## TASK INSTRUCTIONS
Omit every image, and transcribe the remaining entries exactly as given.

___

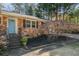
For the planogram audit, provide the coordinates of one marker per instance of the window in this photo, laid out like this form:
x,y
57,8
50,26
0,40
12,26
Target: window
x,y
33,24
27,23
0,20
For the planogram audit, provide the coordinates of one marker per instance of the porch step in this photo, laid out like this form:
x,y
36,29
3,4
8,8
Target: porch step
x,y
14,40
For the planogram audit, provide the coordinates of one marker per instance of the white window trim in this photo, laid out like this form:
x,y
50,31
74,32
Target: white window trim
x,y
31,23
16,20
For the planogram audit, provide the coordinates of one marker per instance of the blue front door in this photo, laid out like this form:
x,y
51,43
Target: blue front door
x,y
11,26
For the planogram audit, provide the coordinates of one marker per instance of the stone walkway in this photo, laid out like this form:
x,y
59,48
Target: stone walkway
x,y
54,49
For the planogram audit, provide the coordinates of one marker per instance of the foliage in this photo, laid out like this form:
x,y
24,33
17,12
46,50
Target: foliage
x,y
3,40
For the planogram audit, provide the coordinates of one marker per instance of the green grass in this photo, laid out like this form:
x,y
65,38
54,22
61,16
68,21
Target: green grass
x,y
74,45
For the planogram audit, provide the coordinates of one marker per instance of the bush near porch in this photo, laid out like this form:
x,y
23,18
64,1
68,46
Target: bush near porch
x,y
3,40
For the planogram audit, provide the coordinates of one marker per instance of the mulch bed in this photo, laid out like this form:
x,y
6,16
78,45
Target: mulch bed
x,y
47,39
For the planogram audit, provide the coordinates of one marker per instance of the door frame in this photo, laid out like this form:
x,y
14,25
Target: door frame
x,y
15,19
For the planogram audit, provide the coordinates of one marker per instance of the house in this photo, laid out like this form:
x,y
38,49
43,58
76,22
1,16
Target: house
x,y
17,24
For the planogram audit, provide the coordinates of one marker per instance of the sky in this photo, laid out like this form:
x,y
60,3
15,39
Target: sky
x,y
9,7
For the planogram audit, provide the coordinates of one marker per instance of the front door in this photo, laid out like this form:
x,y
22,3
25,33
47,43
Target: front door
x,y
11,26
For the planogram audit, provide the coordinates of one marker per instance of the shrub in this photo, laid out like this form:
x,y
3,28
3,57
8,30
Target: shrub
x,y
24,41
3,40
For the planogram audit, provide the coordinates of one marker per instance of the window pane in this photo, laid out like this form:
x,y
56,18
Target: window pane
x,y
33,24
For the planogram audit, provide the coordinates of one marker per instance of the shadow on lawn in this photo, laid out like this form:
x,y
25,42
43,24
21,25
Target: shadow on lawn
x,y
34,43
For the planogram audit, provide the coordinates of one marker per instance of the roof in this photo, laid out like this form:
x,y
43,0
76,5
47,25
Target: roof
x,y
20,15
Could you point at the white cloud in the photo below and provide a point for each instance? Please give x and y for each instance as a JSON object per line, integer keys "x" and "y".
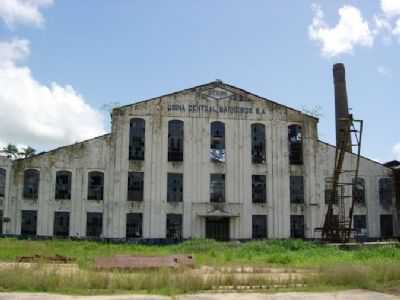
{"x": 39, "y": 115}
{"x": 351, "y": 30}
{"x": 23, "y": 11}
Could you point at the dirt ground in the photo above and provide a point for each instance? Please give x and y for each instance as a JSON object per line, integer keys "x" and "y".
{"x": 342, "y": 295}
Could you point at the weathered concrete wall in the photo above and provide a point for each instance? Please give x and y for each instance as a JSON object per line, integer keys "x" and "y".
{"x": 109, "y": 154}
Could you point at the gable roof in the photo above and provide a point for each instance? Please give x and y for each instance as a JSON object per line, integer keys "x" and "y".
{"x": 212, "y": 84}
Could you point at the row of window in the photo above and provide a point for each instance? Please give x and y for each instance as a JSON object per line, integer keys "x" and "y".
{"x": 175, "y": 187}
{"x": 217, "y": 141}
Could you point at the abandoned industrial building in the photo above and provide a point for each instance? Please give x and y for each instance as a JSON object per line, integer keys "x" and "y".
{"x": 212, "y": 161}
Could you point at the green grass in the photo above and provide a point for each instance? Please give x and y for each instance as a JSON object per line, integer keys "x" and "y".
{"x": 376, "y": 268}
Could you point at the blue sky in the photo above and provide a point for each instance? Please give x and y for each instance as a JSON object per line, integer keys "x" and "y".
{"x": 79, "y": 55}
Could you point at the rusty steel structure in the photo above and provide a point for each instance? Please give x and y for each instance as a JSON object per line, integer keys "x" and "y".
{"x": 339, "y": 228}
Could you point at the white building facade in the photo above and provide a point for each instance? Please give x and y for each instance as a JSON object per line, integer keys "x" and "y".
{"x": 213, "y": 161}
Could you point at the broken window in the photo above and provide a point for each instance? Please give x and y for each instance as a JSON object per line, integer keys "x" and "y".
{"x": 295, "y": 144}
{"x": 63, "y": 185}
{"x": 136, "y": 139}
{"x": 259, "y": 191}
{"x": 385, "y": 191}
{"x": 95, "y": 185}
{"x": 28, "y": 222}
{"x": 31, "y": 184}
{"x": 174, "y": 226}
{"x": 135, "y": 186}
{"x": 359, "y": 190}
{"x": 297, "y": 226}
{"x": 175, "y": 187}
{"x": 94, "y": 224}
{"x": 175, "y": 140}
{"x": 258, "y": 143}
{"x": 217, "y": 141}
{"x": 386, "y": 226}
{"x": 134, "y": 223}
{"x": 329, "y": 192}
{"x": 296, "y": 189}
{"x": 2, "y": 182}
{"x": 217, "y": 187}
{"x": 259, "y": 227}
{"x": 360, "y": 224}
{"x": 61, "y": 224}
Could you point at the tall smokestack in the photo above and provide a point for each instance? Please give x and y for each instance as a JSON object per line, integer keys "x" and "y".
{"x": 343, "y": 136}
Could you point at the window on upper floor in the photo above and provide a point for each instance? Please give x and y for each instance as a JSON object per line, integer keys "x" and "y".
{"x": 175, "y": 187}
{"x": 358, "y": 189}
{"x": 135, "y": 186}
{"x": 295, "y": 137}
{"x": 259, "y": 190}
{"x": 136, "y": 139}
{"x": 175, "y": 140}
{"x": 385, "y": 191}
{"x": 217, "y": 187}
{"x": 258, "y": 143}
{"x": 296, "y": 189}
{"x": 217, "y": 141}
{"x": 95, "y": 185}
{"x": 63, "y": 185}
{"x": 31, "y": 184}
{"x": 2, "y": 182}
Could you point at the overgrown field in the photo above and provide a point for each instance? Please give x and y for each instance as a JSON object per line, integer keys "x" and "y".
{"x": 376, "y": 268}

___

## RESULT OF THIS EXERCISE
For the planogram audit, provide the coordinates of one marker per instance of the window in this photo, laid out like this form:
x,y
57,8
50,26
0,40
12,26
Target: window
x,y
33,24
27,23
0,20
For the planogram audit, provide the coordinates of one marker per instance of the porch step in this photo, laid out like this form:
x,y
36,29
3,4
8,8
Target: porch step
x,y
14,40
For the planogram audit, provide the coordinates of one marker per instance of the white window trim in this photo, laid out like this form:
x,y
50,31
74,32
Target: white window trim
x,y
31,23
16,20
For the planogram audit, provide the coordinates of one marker per instance of the blue front door in this photo, laid out like this form:
x,y
51,43
Target: blue front door
x,y
11,26
For the planogram audit, provide the coordinates of one marker per instance of the stone walkway in this photo, laid out like this form:
x,y
59,48
Target: stone walkway
x,y
54,49
For the planogram audit, provide the coordinates of one marker per instance of the foliage in this photo, laid out like this form:
x,y
24,33
17,12
46,50
Target: foliage
x,y
3,40
For the planogram audit, provide the coordinates of one marker per instance of the green grass in this photo, laid out like this form:
x,y
65,38
54,22
61,16
68,21
Target: green grass
x,y
74,45
For the planogram audit, provide the coordinates of one marker per instance of the bush near porch in this photo, laid out like this form:
x,y
23,18
64,1
68,46
Target: bush near porch
x,y
3,40
For the planogram audit, provide the coordinates of one marker per instance of the mulch bed in this photo, laid out like this form:
x,y
6,16
78,45
Target: mulch bed
x,y
47,39
For the planogram audit, provide the coordinates of one marker per instance of the door frame in this photo, laid out like this form:
x,y
14,25
Target: door frame
x,y
15,19
For the planogram audit, provide the coordinates of one marker per instance of the house in this photo, laid out like this form:
x,y
38,49
43,58
76,22
1,16
Target: house
x,y
17,24
For the planogram audit, provide the coordinates of one marker per instance of the sky in this photo, laid out like this form:
x,y
60,3
15,39
Target: sky
x,y
9,7
For the planogram audit, provide the coordinates of one marker per instance of the front door in this photo, laid out like this form:
x,y
22,3
25,33
47,43
Target: front door
x,y
11,26
For the planogram audit, provide the coordinates of one marker per instance of the shrub in this photo, laid out like this form:
x,y
3,28
3,57
8,30
Target: shrub
x,y
24,41
3,40
For the planogram audit, provide the coordinates of one marker per instance of the window pane in this photo, laid out like this form:
x,y
56,18
Target: window pane
x,y
33,24
For the planogram audit, provide the coordinates of one marker per instance of the shadow on lawn in this photo, laid out like this form:
x,y
25,42
43,24
21,25
Target: shadow on lawn
x,y
34,43
For the planogram audit, provide the coordinates of one marker per instance of the roof in this photo, laid out like this form:
x,y
43,0
76,5
47,25
Target: roof
x,y
20,15
Could you point at the white cloud in the photo below and provide a point for each instance? Please give x and y for each instance as a JSON object per line, integer keys "x" and "y".
{"x": 39, "y": 115}
{"x": 351, "y": 30}
{"x": 23, "y": 11}
Could you point at the dirt ground in the photo above and provide a point for each instance? Please give x and y for each instance as a JSON object per line, integer keys "x" and "y".
{"x": 342, "y": 295}
Could you point at the weathered concrete wall in the photo above and provide a point for each instance? Please give x and y for each instance as a JSON object per line, integer keys "x" and "y".
{"x": 109, "y": 154}
Could you point at the gable roof in the photo above and provide a point for each instance? Please give x and y for each instance as a JSON object per line, integer keys "x" and "y".
{"x": 212, "y": 84}
Could you point at the row of window in the photo above and provide a point for each instance? Please give x and y for each instance as a JSON object per line, integer keys "x" and "y".
{"x": 175, "y": 187}
{"x": 217, "y": 141}
Could you point at the abandoned industrial building in the photo above and provide a point for each instance? Please give x and y for each instance as a JSON object per line, integer keys "x" and "y".
{"x": 212, "y": 161}
Could you point at the green grass in the photo above and provide a point for each instance? Please give x and y for each instance as a JSON object per line, integer keys "x" and "y".
{"x": 376, "y": 268}
Could you point at the blue sky in the photo above and provide a point for each instance? Please give x and y for each instance as a JSON object per line, integer keys "x" and "y".
{"x": 79, "y": 55}
Could you point at the rusty steel structure in the photo above and provide a point for each instance? Please give x and y for each instance as a JSON object per line, integer keys "x" and "y".
{"x": 339, "y": 228}
Could you point at the white building facade in the photo above and provide a point for each instance? Please give x and y for each instance as a JSON object per line, integer keys "x" and "y".
{"x": 213, "y": 161}
Could you point at the broken window in the photo above and provide a point for each instance? Please give x and y for each instance as a JSON object per line, integer keys "x" and "y".
{"x": 295, "y": 144}
{"x": 63, "y": 185}
{"x": 136, "y": 139}
{"x": 259, "y": 191}
{"x": 385, "y": 191}
{"x": 95, "y": 185}
{"x": 28, "y": 222}
{"x": 31, "y": 184}
{"x": 174, "y": 226}
{"x": 135, "y": 186}
{"x": 359, "y": 190}
{"x": 297, "y": 226}
{"x": 175, "y": 187}
{"x": 94, "y": 224}
{"x": 175, "y": 140}
{"x": 258, "y": 143}
{"x": 217, "y": 141}
{"x": 386, "y": 226}
{"x": 134, "y": 223}
{"x": 329, "y": 192}
{"x": 296, "y": 189}
{"x": 2, "y": 182}
{"x": 217, "y": 187}
{"x": 259, "y": 227}
{"x": 360, "y": 224}
{"x": 61, "y": 224}
Could you point at the tall smokestack in the photo above and provide a point for each instance? Please give x and y for each instance as a JSON object per line, integer keys "x" and "y".
{"x": 343, "y": 136}
Could you point at the window on upper floor in the photo above and provide a point for each instance? Please give x and y for each instance as a JSON object per line, integer keys "x" and "y".
{"x": 175, "y": 187}
{"x": 358, "y": 189}
{"x": 135, "y": 186}
{"x": 295, "y": 137}
{"x": 259, "y": 190}
{"x": 136, "y": 139}
{"x": 175, "y": 140}
{"x": 385, "y": 191}
{"x": 217, "y": 187}
{"x": 258, "y": 143}
{"x": 296, "y": 189}
{"x": 217, "y": 141}
{"x": 95, "y": 185}
{"x": 63, "y": 185}
{"x": 31, "y": 184}
{"x": 2, "y": 182}
Could you point at the overgrown field in the photo above and provide a point for each instance? Please give x and y for each instance as a JSON object per line, integer keys "x" and "y".
{"x": 376, "y": 268}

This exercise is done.